━━━ RECORDED DATA ━━━
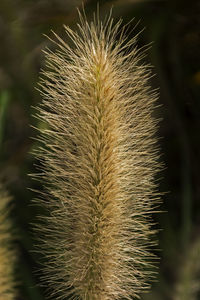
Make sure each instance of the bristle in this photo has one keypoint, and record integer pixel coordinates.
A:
(7, 253)
(99, 160)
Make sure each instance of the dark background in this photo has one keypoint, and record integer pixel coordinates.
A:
(174, 28)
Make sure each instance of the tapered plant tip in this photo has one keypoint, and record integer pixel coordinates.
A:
(99, 158)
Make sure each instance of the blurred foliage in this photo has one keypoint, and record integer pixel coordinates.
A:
(174, 28)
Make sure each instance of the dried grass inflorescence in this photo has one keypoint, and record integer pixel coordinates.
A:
(99, 159)
(7, 252)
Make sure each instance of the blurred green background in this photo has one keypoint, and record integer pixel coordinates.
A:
(174, 28)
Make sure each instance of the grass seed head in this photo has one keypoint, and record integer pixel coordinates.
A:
(99, 159)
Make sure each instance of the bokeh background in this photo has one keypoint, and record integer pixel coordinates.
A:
(174, 28)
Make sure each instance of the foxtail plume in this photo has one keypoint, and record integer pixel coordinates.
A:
(99, 158)
(7, 252)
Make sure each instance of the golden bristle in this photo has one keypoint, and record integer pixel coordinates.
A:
(99, 160)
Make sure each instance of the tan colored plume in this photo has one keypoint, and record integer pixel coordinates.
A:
(7, 252)
(99, 158)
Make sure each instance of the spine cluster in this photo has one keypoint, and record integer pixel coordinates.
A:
(99, 159)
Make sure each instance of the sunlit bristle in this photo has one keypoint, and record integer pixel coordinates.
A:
(99, 159)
━━━
■ **TASK DIRECTIONS**:
Render every line of the items above as a JSON list of strings, one string per line, skipping blank lines and leaving out the pictures.

■ **ANSWER FOR THE TASK**:
[
  "Make sure each instance of the bristle in this photo has one keypoint, and record integer pixel coordinates.",
  "A:",
  "(7, 253)",
  "(99, 160)",
  "Make sure each instance of the dark background in this photo has one keypoint, and record integer pixel coordinates.",
  "A:",
  "(174, 28)",
  "Make sure each instance of the tapered plant tip in this photo has one keypoint, and record integer pixel coordinates.",
  "A:",
  "(99, 158)",
  "Make sure each instance of the blurred foliage in this photo has one keypoint, and record integer pixel coordinates.",
  "A:",
  "(174, 28)",
  "Make sure each instance of the dried grass inflorescence in this photo has one keypoint, and record integer pixel coordinates.",
  "A:",
  "(99, 159)",
  "(7, 252)",
  "Make sure each instance of the blurred green background in this photo has one keypoint, and record integer pixel coordinates.",
  "A:",
  "(174, 28)",
  "Make sure each instance of the grass seed head in this photo has one keypoint, and record integer pixel coordinates.",
  "A:",
  "(99, 159)",
  "Make sure each instance of the bokeh background in this photo has one keypoint, and record integer pixel coordinates.",
  "A:",
  "(174, 28)",
  "Make sure each instance of the foxtail plume in this photo has one keypoint, and record integer pixel coordinates.",
  "A:",
  "(99, 158)",
  "(7, 252)",
  "Make sure each instance of the golden bristle in this photo has one keypoint, and record integer pixel coordinates.",
  "A:",
  "(99, 160)",
  "Make sure each instance of the tan colored plume in this photo has one keypoint, and record integer pixel coordinates.",
  "A:",
  "(7, 252)",
  "(99, 158)",
  "Make sure each instance of the spine cluster in this photo has one keypoint, and record integer pixel coordinates.",
  "A:",
  "(99, 159)",
  "Make sure each instance of the sunlit bristle in this photo has one keypoint, and record integer pixel coordinates.",
  "A:",
  "(99, 159)"
]